### WRITTEN PROBLEM A
Reproduce the Alec Frank-Gemmill interview word for word, from its title through its final line.

### DOCUMENT EXCERPT
In the spotlight: Alec Frank-Gemmill
How are you looking forward to your performances of the Mozart?
It is always a great privilege to play a concerto with my SCO colleagues. Plus this time I will be working with Ben Gernon, which is a first for me – although not them! We have many friends in common and I’m sure we’re going to get on socially and more importantly, musically, very well.
With its familiar melodies and favoured place in the repertoire, how do you keep the music fresh, both for you and the audience members?
The reason that Mozart’s 4th concerto is famous is because it’s great music. Hence playing it is a pleasure every time and there are always new things to discover. As you grow up and gain experience you bring new ideas back to pieces that seemed totally familiar before. My approach to Mozart since playing the 2nd concerto on the natural horn earlier in the year has been to put in as much humour as possible. So there will hopefully be a bit of irreverence. I sense that is what Mozart wanted. After all, he wrote the concertos for his friend Leutgeb, whom he teased incessantly.
It’s often mentioned that the original score for the piece was multi-coloured and there are various reasons given for this. Do you think it was just, well, banter?!
This is all part of Mozart’s humour. It’s just a bit of fun. One looks in vain for a secret, structural, profound message in the colour coding!

### DATA FOR THIS EXERCISE

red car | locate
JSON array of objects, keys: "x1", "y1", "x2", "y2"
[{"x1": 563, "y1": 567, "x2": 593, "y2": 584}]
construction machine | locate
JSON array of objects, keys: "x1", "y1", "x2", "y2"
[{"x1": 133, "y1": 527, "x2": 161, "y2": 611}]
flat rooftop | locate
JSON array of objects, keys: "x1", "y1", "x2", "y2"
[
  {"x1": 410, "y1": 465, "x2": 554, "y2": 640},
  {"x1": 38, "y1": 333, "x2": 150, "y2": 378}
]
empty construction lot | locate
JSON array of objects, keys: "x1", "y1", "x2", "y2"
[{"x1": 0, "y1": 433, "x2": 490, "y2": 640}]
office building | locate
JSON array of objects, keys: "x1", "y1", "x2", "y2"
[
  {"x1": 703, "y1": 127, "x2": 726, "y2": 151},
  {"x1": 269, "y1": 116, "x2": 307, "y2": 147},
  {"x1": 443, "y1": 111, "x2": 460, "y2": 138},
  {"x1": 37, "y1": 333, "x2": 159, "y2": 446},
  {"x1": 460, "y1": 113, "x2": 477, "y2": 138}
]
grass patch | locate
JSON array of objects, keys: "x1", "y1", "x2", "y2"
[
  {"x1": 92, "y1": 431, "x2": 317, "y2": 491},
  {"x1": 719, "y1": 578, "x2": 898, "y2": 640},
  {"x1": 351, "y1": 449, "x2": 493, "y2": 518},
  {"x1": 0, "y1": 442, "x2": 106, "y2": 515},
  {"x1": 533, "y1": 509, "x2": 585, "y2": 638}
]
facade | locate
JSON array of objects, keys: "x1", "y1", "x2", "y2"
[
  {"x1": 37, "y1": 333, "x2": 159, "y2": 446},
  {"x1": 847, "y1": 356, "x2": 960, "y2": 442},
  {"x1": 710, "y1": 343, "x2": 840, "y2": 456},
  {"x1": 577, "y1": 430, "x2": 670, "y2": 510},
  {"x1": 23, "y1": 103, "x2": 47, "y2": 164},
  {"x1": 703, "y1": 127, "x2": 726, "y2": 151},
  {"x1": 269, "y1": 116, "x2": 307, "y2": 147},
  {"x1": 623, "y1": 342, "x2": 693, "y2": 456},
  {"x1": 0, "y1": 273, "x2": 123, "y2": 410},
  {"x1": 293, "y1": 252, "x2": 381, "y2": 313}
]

### WRITTEN PROBLEM B
In the entries, take the lines from the one with "office building | locate" up to and including the last line of the entries, and write them out again with "grass patch" changed to "lawn area" and everything else left as is.

### EXPECTED OUTPUT A
In the spotlight: Alec Frank-Gemmill
How are you looking forward to your performances of the Mozart?
It is always a great privilege to play a concerto with my SCO colleagues. Plus this time I will be working with Ben Gernon, which is a first for me – although not them! We have many friends in common and I’m sure we’re going to get on socially and more importantly, musically, very well.
With its familiar melodies and favoured place in the repertoire, how do you keep the music fresh, both for you and the audience members?
The reason that Mozart’s 4th concerto is famous is because it’s great music. Hence playing it is a pleasure every time and there are always new things to discover. As you grow up and gain experience you bring new ideas back to pieces that seemed totally familiar before. My approach to Mozart since playing the 2nd concerto on the natural horn earlier in the year has been to put in as much humour as possible. So there will hopefully be a bit of irreverence. I sense that is what Mozart wanted. After all, he wrote the concertos for his friend Leutgeb, whom he teased incessantly.
It’s often mentioned that the original score for the piece was multi-coloured and there are various reasons given for this. Do you think it was just, well, banter?!
This is all part of Mozart’s humour. It’s just a bit of fun. One looks in vain for a secret, structural, profound message in the colour coding!

### EXPECTED OUTPUT B
office building | locate
JSON array of objects, keys: "x1", "y1", "x2", "y2"
[
  {"x1": 703, "y1": 127, "x2": 726, "y2": 151},
  {"x1": 269, "y1": 116, "x2": 307, "y2": 147},
  {"x1": 443, "y1": 111, "x2": 460, "y2": 138},
  {"x1": 37, "y1": 333, "x2": 159, "y2": 446},
  {"x1": 460, "y1": 113, "x2": 477, "y2": 138}
]
lawn area | locate
JSON array of objects, keys: "x1", "y1", "x2", "y2"
[
  {"x1": 92, "y1": 431, "x2": 317, "y2": 491},
  {"x1": 719, "y1": 578, "x2": 898, "y2": 640},
  {"x1": 351, "y1": 449, "x2": 493, "y2": 518},
  {"x1": 0, "y1": 442, "x2": 106, "y2": 515},
  {"x1": 533, "y1": 509, "x2": 585, "y2": 638}
]
facade | locate
JSON array of objects, keys: "x1", "y1", "x2", "y2"
[
  {"x1": 37, "y1": 333, "x2": 159, "y2": 446},
  {"x1": 847, "y1": 356, "x2": 960, "y2": 442},
  {"x1": 710, "y1": 343, "x2": 840, "y2": 456},
  {"x1": 577, "y1": 430, "x2": 670, "y2": 510},
  {"x1": 23, "y1": 103, "x2": 47, "y2": 164},
  {"x1": 703, "y1": 127, "x2": 726, "y2": 151},
  {"x1": 269, "y1": 116, "x2": 307, "y2": 147},
  {"x1": 623, "y1": 342, "x2": 693, "y2": 456},
  {"x1": 0, "y1": 273, "x2": 123, "y2": 410},
  {"x1": 293, "y1": 252, "x2": 381, "y2": 313}
]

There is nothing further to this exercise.